Steven Ernest Bernard Zaillian (born January 30, 1953) is an American screenwriter, film director and producer. He won an Academy Award, a Golden Globe Award and a BAFTA Award for his screenplay Schindler's List (1993) and has earned Oscar nominations for the films Awakenings, Gangs of New York, Moneyball and The Irishman. He was presented with the Distinguished Screenwriter Award at the 2009 Austin Film Festival and the Laurel Award for Screenwriting Achievement from the Writers Guild of America in 2011. Zaillian is the founder of Film Rites, a film production company. In 2016, he created, wrote and directed the HBO limited series The Night Of.

Early life
Steven Zaillian was born in Fresno, California, the son of Jim Zaillian, a radio news reporter. Zaillian is of Armenian descent. He attended Sonoma State University, graduated from San Francisco State University in 1975 with a degree in Cinema.

Personal life

He lives in Los Angeles with his wife Elizabeth Zaillian and their two children, Nicholas and Charles Zaillian.

=====

§ **Parts of the exercise**
- 1) Repeat the part of the Zaillian biography that begins with the words containing "Steven Ernest Bernard" and ends with "The Night Of.".
- 2) Gather every line of the rows that contains the string "truck".
The Zaillian biography and the rows have nothing to do with each other.

=====

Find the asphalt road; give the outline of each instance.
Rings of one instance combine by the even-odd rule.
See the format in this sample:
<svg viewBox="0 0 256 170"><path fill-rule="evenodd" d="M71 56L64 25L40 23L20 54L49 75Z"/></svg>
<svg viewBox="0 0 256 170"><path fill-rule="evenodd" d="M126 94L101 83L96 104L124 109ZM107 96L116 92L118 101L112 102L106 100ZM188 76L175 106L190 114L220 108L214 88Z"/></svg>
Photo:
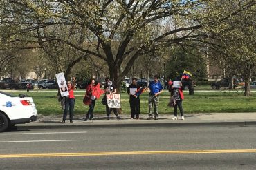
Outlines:
<svg viewBox="0 0 256 170"><path fill-rule="evenodd" d="M256 169L256 127L0 134L0 169Z"/></svg>

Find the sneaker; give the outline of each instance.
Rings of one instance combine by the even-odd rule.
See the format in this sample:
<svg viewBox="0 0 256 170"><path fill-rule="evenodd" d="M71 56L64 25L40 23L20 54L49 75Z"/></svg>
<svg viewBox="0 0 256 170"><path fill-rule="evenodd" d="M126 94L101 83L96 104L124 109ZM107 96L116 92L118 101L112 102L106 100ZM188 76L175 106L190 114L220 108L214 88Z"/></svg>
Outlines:
<svg viewBox="0 0 256 170"><path fill-rule="evenodd" d="M152 116L149 116L148 118L147 118L147 120L150 120L150 119L152 119L153 117Z"/></svg>
<svg viewBox="0 0 256 170"><path fill-rule="evenodd" d="M173 118L172 118L172 120L178 120L178 118L177 116L174 116Z"/></svg>

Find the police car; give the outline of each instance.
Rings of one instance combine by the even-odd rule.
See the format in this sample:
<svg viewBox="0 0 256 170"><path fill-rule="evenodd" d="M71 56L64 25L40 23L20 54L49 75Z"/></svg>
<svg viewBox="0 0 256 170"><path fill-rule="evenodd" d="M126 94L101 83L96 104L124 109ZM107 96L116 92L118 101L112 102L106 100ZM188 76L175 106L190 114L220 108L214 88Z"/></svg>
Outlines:
<svg viewBox="0 0 256 170"><path fill-rule="evenodd" d="M16 97L0 91L0 132L15 124L37 120L31 97Z"/></svg>

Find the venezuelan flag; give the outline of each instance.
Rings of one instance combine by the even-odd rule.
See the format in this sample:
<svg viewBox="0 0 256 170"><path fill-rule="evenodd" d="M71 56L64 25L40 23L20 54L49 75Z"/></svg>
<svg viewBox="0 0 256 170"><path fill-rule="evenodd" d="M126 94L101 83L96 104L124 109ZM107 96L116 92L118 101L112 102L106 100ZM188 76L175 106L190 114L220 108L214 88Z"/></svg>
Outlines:
<svg viewBox="0 0 256 170"><path fill-rule="evenodd" d="M183 79L188 79L191 76L192 76L192 74L191 73L190 73L189 72L187 72L187 71L184 70L183 74L182 74L182 78Z"/></svg>

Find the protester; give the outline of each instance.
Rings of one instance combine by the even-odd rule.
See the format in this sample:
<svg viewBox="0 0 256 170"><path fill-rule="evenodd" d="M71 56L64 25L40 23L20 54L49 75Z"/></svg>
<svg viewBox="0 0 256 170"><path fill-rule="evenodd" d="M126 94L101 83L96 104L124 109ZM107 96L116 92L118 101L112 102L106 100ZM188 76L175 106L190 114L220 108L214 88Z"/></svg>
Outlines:
<svg viewBox="0 0 256 170"><path fill-rule="evenodd" d="M158 119L158 103L159 103L159 94L163 92L163 86L158 80L158 76L154 76L154 81L151 81L149 85L150 89L149 96L149 117L147 120L153 118L153 106L154 119Z"/></svg>
<svg viewBox="0 0 256 170"><path fill-rule="evenodd" d="M27 89L27 92L29 92L29 90L31 89L32 85L30 83L28 82L28 83L26 85L26 89Z"/></svg>
<svg viewBox="0 0 256 170"><path fill-rule="evenodd" d="M94 109L94 106L95 106L95 103L96 98L94 95L93 95L93 92L95 89L95 79L91 78L90 81L90 85L88 85L86 88L86 95L87 96L89 96L91 98L91 102L89 104L89 109L87 111L86 116L85 116L84 121L87 121L88 118L90 120L94 120L93 118L93 109Z"/></svg>
<svg viewBox="0 0 256 170"><path fill-rule="evenodd" d="M105 78L105 82L106 82L106 85L104 87L104 89L105 90L105 93L106 94L116 93L116 87L113 85L113 81L110 81L109 78ZM107 98L106 94L104 97ZM120 119L120 116L118 116L117 109L116 108L109 108L107 103L106 104L107 119L107 120L110 119L109 116L110 116L110 114L111 113L112 111L113 111L114 114L116 115L116 118Z"/></svg>
<svg viewBox="0 0 256 170"><path fill-rule="evenodd" d="M173 117L172 120L178 120L177 117L177 112L178 112L178 107L180 111L181 115L181 120L184 120L184 114L183 114L183 109L182 107L182 100L184 99L183 92L182 91L182 83L179 78L176 79L179 84L179 87L174 87L174 83L172 83L171 88L170 92L171 92L171 96L173 96L176 101L176 105L174 106L174 116Z"/></svg>
<svg viewBox="0 0 256 170"><path fill-rule="evenodd" d="M140 89L136 83L136 78L133 78L131 84L127 88L127 94L130 96L129 103L131 108L131 118L134 119L134 116L136 119L140 117L140 96L135 95L138 89ZM136 89L136 91L134 90ZM131 92L133 90L133 92Z"/></svg>
<svg viewBox="0 0 256 170"><path fill-rule="evenodd" d="M65 109L63 112L63 119L62 123L64 123L66 120L66 116L69 111L69 120L70 123L73 123L73 110L75 107L75 96L74 96L74 84L75 84L75 78L73 78L73 83L71 81L68 81L68 89L69 92L69 96L65 98Z"/></svg>

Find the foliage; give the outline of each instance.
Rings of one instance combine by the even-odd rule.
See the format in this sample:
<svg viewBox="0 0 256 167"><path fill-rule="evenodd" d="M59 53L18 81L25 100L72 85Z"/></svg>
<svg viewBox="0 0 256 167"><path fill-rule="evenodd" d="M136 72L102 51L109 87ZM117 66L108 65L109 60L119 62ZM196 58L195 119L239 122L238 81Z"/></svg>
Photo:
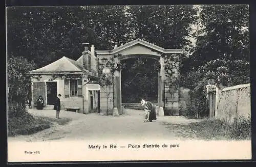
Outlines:
<svg viewBox="0 0 256 167"><path fill-rule="evenodd" d="M8 99L23 104L29 98L31 79L28 72L36 67L23 57L11 56L7 60Z"/></svg>
<svg viewBox="0 0 256 167"><path fill-rule="evenodd" d="M202 5L197 20L193 54L186 59L183 73L207 62L226 59L249 62L249 6L246 5Z"/></svg>
<svg viewBox="0 0 256 167"><path fill-rule="evenodd" d="M8 112L8 135L30 134L50 128L50 122L34 117L25 108Z"/></svg>
<svg viewBox="0 0 256 167"><path fill-rule="evenodd" d="M217 59L207 62L197 70L183 74L180 77L180 86L191 90L191 104L188 107L187 116L195 117L197 112L201 117L207 115L205 86L209 79L214 79L217 86L220 83L224 86L247 84L250 82L249 65L245 60ZM199 107L198 104L202 106Z"/></svg>
<svg viewBox="0 0 256 167"><path fill-rule="evenodd" d="M186 117L190 118L200 118L207 117L209 110L206 105L206 79L200 80L196 87L189 91L191 103L188 107Z"/></svg>
<svg viewBox="0 0 256 167"><path fill-rule="evenodd" d="M139 56L122 62L126 65L121 74L122 102L139 103L143 98L156 102L159 62Z"/></svg>
<svg viewBox="0 0 256 167"><path fill-rule="evenodd" d="M218 119L191 123L189 127L198 138L204 140L248 140L251 137L251 119L242 116L230 125Z"/></svg>
<svg viewBox="0 0 256 167"><path fill-rule="evenodd" d="M251 137L250 116L247 118L239 116L236 118L230 129L231 138L237 140L250 139Z"/></svg>

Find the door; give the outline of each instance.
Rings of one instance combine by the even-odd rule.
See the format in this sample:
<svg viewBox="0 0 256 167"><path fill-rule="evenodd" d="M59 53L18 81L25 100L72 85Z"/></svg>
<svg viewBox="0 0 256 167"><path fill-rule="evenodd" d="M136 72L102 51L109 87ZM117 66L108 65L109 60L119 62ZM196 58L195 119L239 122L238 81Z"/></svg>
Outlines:
<svg viewBox="0 0 256 167"><path fill-rule="evenodd" d="M45 82L37 82L33 83L33 99L34 105L36 106L36 100L39 96L42 96L42 99L46 100L46 88ZM46 105L45 103L44 105Z"/></svg>
<svg viewBox="0 0 256 167"><path fill-rule="evenodd" d="M93 111L94 110L93 109L93 91L90 91L90 100L91 100L91 110Z"/></svg>
<svg viewBox="0 0 256 167"><path fill-rule="evenodd" d="M57 82L46 82L47 87L47 105L54 105L57 97Z"/></svg>

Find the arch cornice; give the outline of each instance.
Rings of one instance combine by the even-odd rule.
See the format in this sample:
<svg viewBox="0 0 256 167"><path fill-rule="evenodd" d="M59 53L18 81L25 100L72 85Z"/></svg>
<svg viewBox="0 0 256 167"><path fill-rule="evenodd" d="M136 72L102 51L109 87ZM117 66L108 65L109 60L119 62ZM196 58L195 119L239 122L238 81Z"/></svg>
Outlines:
<svg viewBox="0 0 256 167"><path fill-rule="evenodd" d="M163 53L181 53L183 52L181 49L165 49L140 39L137 39L112 50L96 50L96 52L98 55L115 54L138 44Z"/></svg>

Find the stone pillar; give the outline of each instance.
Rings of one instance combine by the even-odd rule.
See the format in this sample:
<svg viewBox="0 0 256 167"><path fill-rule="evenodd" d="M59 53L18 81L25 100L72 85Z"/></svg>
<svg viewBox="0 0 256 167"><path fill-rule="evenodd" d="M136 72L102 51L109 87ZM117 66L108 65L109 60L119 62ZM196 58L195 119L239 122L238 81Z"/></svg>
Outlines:
<svg viewBox="0 0 256 167"><path fill-rule="evenodd" d="M34 90L33 88L33 78L31 76L31 101L30 102L30 108L32 108L34 107Z"/></svg>
<svg viewBox="0 0 256 167"><path fill-rule="evenodd" d="M115 67L117 67L119 64L117 58L114 58ZM121 76L120 71L116 70L114 72L114 87L115 101L114 103L113 116L118 116L121 114Z"/></svg>
<svg viewBox="0 0 256 167"><path fill-rule="evenodd" d="M161 65L160 71L158 73L158 115L164 116L163 107L163 77L164 74L164 67L163 58L160 57L159 62Z"/></svg>

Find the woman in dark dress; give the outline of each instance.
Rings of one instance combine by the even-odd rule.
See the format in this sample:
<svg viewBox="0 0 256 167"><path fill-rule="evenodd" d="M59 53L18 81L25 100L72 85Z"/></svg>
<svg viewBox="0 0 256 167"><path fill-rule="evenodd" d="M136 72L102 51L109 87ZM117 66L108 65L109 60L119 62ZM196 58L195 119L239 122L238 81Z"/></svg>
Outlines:
<svg viewBox="0 0 256 167"><path fill-rule="evenodd" d="M44 107L44 104L45 101L42 99L42 96L39 96L38 98L36 100L36 109L42 109Z"/></svg>
<svg viewBox="0 0 256 167"><path fill-rule="evenodd" d="M143 99L141 100L141 105L142 105L144 109L145 108L148 109L147 112L148 112L148 113L149 113L149 114L147 114L147 121L146 122L152 122L152 120L156 120L157 119L156 114L156 106L153 105L151 102L145 101Z"/></svg>

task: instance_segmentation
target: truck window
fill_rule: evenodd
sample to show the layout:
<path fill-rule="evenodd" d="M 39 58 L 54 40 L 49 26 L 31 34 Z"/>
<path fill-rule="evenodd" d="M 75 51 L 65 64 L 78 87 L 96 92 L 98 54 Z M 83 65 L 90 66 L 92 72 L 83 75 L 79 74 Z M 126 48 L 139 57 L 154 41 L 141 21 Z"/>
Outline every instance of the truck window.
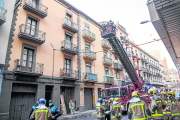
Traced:
<path fill-rule="evenodd" d="M 127 88 L 122 88 L 122 95 L 126 95 L 127 94 Z"/>

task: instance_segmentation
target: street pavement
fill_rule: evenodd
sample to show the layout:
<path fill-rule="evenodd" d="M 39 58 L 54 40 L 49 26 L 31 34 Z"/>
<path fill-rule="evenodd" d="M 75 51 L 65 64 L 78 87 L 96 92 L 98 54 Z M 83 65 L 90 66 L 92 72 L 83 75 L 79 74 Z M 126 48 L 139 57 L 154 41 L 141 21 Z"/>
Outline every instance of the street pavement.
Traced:
<path fill-rule="evenodd" d="M 82 118 L 77 118 L 77 119 L 67 119 L 67 120 L 99 120 L 96 117 L 96 114 L 93 114 L 92 116 L 89 117 L 82 117 Z M 128 120 L 127 114 L 123 114 L 122 120 Z"/>

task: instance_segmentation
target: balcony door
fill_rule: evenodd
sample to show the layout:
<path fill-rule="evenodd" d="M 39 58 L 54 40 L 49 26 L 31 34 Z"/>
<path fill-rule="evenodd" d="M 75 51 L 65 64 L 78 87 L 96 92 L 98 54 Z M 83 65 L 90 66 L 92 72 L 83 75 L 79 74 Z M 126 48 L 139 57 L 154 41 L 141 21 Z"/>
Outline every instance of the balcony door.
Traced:
<path fill-rule="evenodd" d="M 39 7 L 39 0 L 29 0 L 29 4 L 33 8 L 38 8 Z"/>
<path fill-rule="evenodd" d="M 21 60 L 21 71 L 32 72 L 34 50 L 24 48 Z"/>
<path fill-rule="evenodd" d="M 67 59 L 65 58 L 65 61 L 64 61 L 64 73 L 67 77 L 70 77 L 71 75 L 71 59 Z"/>
<path fill-rule="evenodd" d="M 85 54 L 91 56 L 91 44 L 89 42 L 85 42 Z"/>
<path fill-rule="evenodd" d="M 68 33 L 65 34 L 66 35 L 66 40 L 64 41 L 64 46 L 66 49 L 70 49 L 72 50 L 72 35 L 69 35 Z"/>
<path fill-rule="evenodd" d="M 35 36 L 36 35 L 36 26 L 37 26 L 37 21 L 33 20 L 31 18 L 28 18 L 27 24 L 26 24 L 26 34 Z"/>

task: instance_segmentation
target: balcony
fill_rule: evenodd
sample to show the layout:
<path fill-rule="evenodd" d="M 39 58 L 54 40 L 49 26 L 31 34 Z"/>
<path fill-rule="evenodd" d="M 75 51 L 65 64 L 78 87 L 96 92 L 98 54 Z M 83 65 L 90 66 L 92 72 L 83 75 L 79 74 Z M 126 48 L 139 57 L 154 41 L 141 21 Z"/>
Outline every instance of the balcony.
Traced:
<path fill-rule="evenodd" d="M 122 83 L 124 82 L 124 80 L 121 79 L 115 79 L 115 85 L 117 86 L 122 86 Z"/>
<path fill-rule="evenodd" d="M 84 82 L 97 82 L 97 74 L 93 73 L 83 73 L 84 74 Z"/>
<path fill-rule="evenodd" d="M 108 66 L 112 65 L 112 59 L 108 58 L 107 56 L 104 56 L 103 57 L 103 64 L 108 65 Z"/>
<path fill-rule="evenodd" d="M 133 54 L 132 54 L 132 57 L 133 57 L 133 58 L 136 58 L 137 56 L 136 56 L 136 54 L 133 53 Z"/>
<path fill-rule="evenodd" d="M 89 42 L 93 42 L 96 40 L 96 36 L 94 33 L 90 32 L 89 30 L 83 30 L 82 31 L 82 36 L 84 39 L 86 39 Z"/>
<path fill-rule="evenodd" d="M 105 84 L 114 84 L 114 77 L 110 75 L 104 76 L 104 83 Z"/>
<path fill-rule="evenodd" d="M 96 53 L 90 50 L 83 50 L 83 58 L 87 60 L 96 60 Z"/>
<path fill-rule="evenodd" d="M 114 70 L 123 71 L 123 66 L 121 65 L 121 63 L 119 63 L 119 62 L 114 62 L 113 65 L 114 65 L 114 68 L 113 68 Z"/>
<path fill-rule="evenodd" d="M 106 39 L 103 39 L 103 40 L 102 40 L 101 46 L 102 46 L 104 49 L 107 49 L 107 50 L 111 49 L 111 45 L 109 44 L 109 42 L 108 42 Z"/>
<path fill-rule="evenodd" d="M 7 10 L 0 7 L 0 25 L 6 22 Z"/>
<path fill-rule="evenodd" d="M 27 62 L 21 59 L 14 61 L 15 68 L 14 74 L 28 75 L 28 76 L 42 76 L 44 70 L 44 64 Z"/>
<path fill-rule="evenodd" d="M 78 32 L 78 25 L 65 17 L 63 18 L 62 27 L 68 31 L 71 31 L 72 33 Z"/>
<path fill-rule="evenodd" d="M 127 53 L 127 56 L 128 57 L 131 57 L 131 52 L 130 51 L 127 51 L 127 50 L 125 50 L 126 51 L 126 53 Z"/>
<path fill-rule="evenodd" d="M 61 51 L 72 55 L 77 55 L 77 45 L 68 40 L 64 40 L 61 42 Z"/>
<path fill-rule="evenodd" d="M 60 69 L 60 77 L 63 80 L 78 80 L 78 71 L 73 69 Z"/>
<path fill-rule="evenodd" d="M 24 0 L 23 8 L 42 18 L 46 17 L 48 12 L 48 7 L 42 5 L 41 3 L 37 3 L 36 0 Z"/>
<path fill-rule="evenodd" d="M 43 44 L 46 39 L 46 33 L 42 32 L 38 29 L 32 29 L 30 26 L 21 24 L 19 26 L 20 31 L 19 31 L 19 38 L 29 40 L 31 42 L 35 42 L 38 44 Z"/>

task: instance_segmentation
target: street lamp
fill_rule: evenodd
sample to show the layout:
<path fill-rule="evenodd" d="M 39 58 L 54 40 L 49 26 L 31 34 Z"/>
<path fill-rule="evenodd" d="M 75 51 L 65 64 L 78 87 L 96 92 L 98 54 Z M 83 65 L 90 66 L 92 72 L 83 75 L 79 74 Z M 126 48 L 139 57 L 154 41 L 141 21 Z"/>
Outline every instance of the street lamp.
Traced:
<path fill-rule="evenodd" d="M 146 24 L 146 23 L 148 23 L 148 22 L 150 22 L 150 21 L 149 21 L 149 20 L 144 20 L 144 21 L 141 21 L 140 24 Z"/>

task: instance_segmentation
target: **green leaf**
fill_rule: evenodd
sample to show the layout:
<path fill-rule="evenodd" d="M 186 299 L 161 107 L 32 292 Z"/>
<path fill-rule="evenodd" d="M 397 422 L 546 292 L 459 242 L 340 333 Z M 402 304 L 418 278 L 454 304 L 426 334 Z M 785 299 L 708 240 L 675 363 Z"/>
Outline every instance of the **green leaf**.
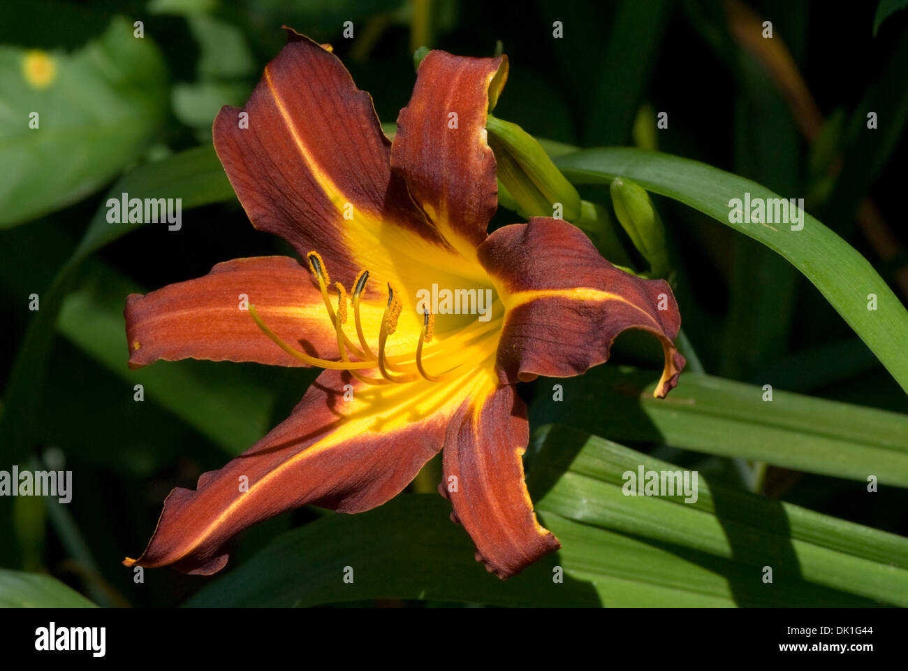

=====

§ **Answer set**
- 1)
Steven Ernest Bernard Zaillian (born January 30, 1953) is an American screenwriter, film director and producer. He won an Academy Award, a Golden Globe Award and a BAFTA Award for his screenplay Schindler's List (1993) and has earned Oscar nominations for the films Awakenings, Gangs of New York, Moneyball and The Irishman. He was presented with the Distinguished Screenwriter Award at the 2009 Austin Film Festival and the Laurel Award for Screenwriting Achievement from the Writers Guild of America in 2011. Zaillian is the founder of Film Rites, a film production company. In 2016, he created, wrote and directed the HBO limited series The Night Of.

- 2)
target: truck window
Outline every instance of the truck window.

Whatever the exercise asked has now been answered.